### Work to complete:
1. According to the Art Basel Miami Beach feature, how many galleries and countries took part in the fair?
2. Duplicate the passage of the Art Basel Miami Beach feature starting at "By Stephanie Bailey" and ending at "of having none.".
3. Pick up the Art Basel Miami Beach feature at the point where it stops and continue writing it.

### Excerpted text:
Feature

Suspended Animation: Art Basel Miami Beach 2014

By Stephanie Bailey  |  Miami, 12 December 2014

Suspended Animation: Art Basel Miami Beach 2014

Art Basel in Miami Beach is a curious thing: the world's greatest art party for some, or a bacchanalian spectacle catering to a disconnected elite for others. For the galleries participating in the myriad satellite fairs around it (particularly NADA and Untitled), ABMB is often known simply as "the main fair"——the beacon to which all galleries gravitate. To engage with a fair like ABMB as a spectator——with 267 galleries from 31 countries——is more curious, still: a task that demands a sustained flâneuring through dense mass and white noise so as to extract meaning out of an event that is so often accused of having none.

But when it comes to how we approach an art fair, we always have a choice, and this year there seemed to be a shift in priorities. "I'm not here for the parties——I'm here for the art," one heel-clad VIP proclaimed on the opening day, discarding her party-list FOMO. Is this an indication of ABMB's continuing maturation? The Survey section launched this year, after all, with a focus on art historical projects that included a solo booth showcasing Paul Feeley at Garth Greenan, and an illuminating group show featuring Gina Pane, Rosemarie Castoro, Lenora De Barros and Lydia Okumura at Broadway 1602.

Yet, as is the case with an art fair, every step forward can feel like another step back. What was the impetus for the Survey launch? On the one hand, the function of a fair is educate its patrons. As one gallerist noted in private as we gazed on yet another person taking a selfie in front of Mel Bochner's irreverent canvas BLAH BLAH BLAH at Peter Freeman Inc., the problem with ABMB's party reputation it that no one takes the fair——and its art——seriously.

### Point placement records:
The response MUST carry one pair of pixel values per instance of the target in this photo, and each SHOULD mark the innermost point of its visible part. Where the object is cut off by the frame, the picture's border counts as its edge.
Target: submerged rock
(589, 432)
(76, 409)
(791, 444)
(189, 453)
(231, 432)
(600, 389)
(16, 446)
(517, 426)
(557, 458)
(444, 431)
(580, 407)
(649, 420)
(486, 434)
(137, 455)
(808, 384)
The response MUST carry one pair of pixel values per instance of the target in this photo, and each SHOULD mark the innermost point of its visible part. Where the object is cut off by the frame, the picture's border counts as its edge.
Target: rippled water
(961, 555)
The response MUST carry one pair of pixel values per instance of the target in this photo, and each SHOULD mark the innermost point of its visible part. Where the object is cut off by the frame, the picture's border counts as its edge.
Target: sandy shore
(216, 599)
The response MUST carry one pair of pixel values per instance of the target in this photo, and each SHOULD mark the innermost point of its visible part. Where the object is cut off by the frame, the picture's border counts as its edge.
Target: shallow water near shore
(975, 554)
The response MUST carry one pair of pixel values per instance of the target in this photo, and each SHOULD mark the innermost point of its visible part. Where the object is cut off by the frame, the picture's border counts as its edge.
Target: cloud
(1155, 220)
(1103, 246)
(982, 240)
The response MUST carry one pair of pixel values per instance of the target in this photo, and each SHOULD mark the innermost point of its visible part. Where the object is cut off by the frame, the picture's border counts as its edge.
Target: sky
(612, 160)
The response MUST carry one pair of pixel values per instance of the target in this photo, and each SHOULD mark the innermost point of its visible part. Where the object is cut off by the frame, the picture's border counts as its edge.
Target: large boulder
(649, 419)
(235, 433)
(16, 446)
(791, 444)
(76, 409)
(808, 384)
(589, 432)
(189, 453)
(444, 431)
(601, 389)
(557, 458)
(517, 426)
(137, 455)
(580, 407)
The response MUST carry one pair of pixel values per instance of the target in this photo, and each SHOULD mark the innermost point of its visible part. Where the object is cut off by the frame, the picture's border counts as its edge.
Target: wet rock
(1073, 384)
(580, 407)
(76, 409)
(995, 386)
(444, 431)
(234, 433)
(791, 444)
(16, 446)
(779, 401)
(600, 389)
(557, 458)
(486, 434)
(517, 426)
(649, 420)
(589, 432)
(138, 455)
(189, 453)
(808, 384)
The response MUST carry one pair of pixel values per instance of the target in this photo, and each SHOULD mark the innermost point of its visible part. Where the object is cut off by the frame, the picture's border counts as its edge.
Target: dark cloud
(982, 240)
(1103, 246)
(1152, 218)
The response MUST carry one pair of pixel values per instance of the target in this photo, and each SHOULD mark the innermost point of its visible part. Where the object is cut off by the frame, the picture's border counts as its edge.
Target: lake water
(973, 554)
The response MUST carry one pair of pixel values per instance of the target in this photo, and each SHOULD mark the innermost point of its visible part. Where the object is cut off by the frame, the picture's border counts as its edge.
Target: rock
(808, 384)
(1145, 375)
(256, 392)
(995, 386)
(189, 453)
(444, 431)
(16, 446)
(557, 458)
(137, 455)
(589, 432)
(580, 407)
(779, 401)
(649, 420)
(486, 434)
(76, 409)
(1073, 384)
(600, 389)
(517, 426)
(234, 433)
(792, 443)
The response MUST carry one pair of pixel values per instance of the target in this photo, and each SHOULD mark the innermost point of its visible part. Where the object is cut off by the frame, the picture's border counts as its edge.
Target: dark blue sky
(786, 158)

### Responses by task:
1. 267 galleries from 31 countries.

2.
By Stephanie Bailey  |  Miami, 12 December 2014

Suspended Animation: Art Basel Miami Beach 2014

Art Basel in Miami Beach is a curious thing: the world's greatest art party for some, or a bacchanalian spectacle catering to a disconnected elite for others. For the galleries participating in the myriad satellite fairs around it (particularly NADA and Untitled), ABMB is often known simply as "the main fair"——the beacon to which all galleries gravitate. To engage with a fair like ABMB as a spectator——with 267 galleries from 31 countries——is more curious, still: a task that demands a sustained flâneuring through dense mass and white noise so as to extract meaning out of an event that is so often accused of having none.

3.
Mel Bochner, BLAH BLAH BLAH at Peter Freeman Inc.

Mel Bochner, BLAH BLAH BLAH at Peter Freeman Inc.

Survey thus raised the fair's critical game through historical interventions that demanded a different kind of perspective——one that built on what already makes this fair stand out from the other Basels: its ability to use the fair floor to consistently expand the art historical canon, a testament to the Latin American influence on Art Basel's Miami Beach edition. Presentations in the Galleries sector this year included a showcase of minimalism at Dan Galeria (from Hércules Barsotti to Ascânio MMM) and at Maxwell Davidson Gallery (with some remarkable George Rickey kinetic mobiles), not to mention a commemorative booth at Galeria Luisa Strina, celebrating the establishment of the gallery in 1974 during the height of Brazil's military dictatorship and recession.

The other (realist if not cynical) view of an art fair like ABMB is that its main function is to sell art. Here, the launch of Survey (or the inclusion of historical works within gallery booths) could be viewed as but another tactic to fluff contemporary markets while resurrecting those that have been forgotten, or untapped. But regardless of such motives (understandable as they are, given the art fair's purpose, and the need for the art world's practitioners to make a living out of what they do), the illumination of historical practices alongside contemporary movements (which is explored more freely in the eclectic Kabinett sector, showcasing 27 curated exhibitions varying in focus, from Liliana Porter at Ruth Benzacar Galería de Arte and Ivan Serpa at Galerie 1900-2000, to Yan Xing at Galerie Urs Meile and Teresita Fernandez at Lehmann Maupin), resulted in some striking connections. One example at Survey was the spin paintings by Alfons Schilling at Charim Galerie: some of the first of their kind and therefore a precedent to Damien Hirst's own mass-produced versions.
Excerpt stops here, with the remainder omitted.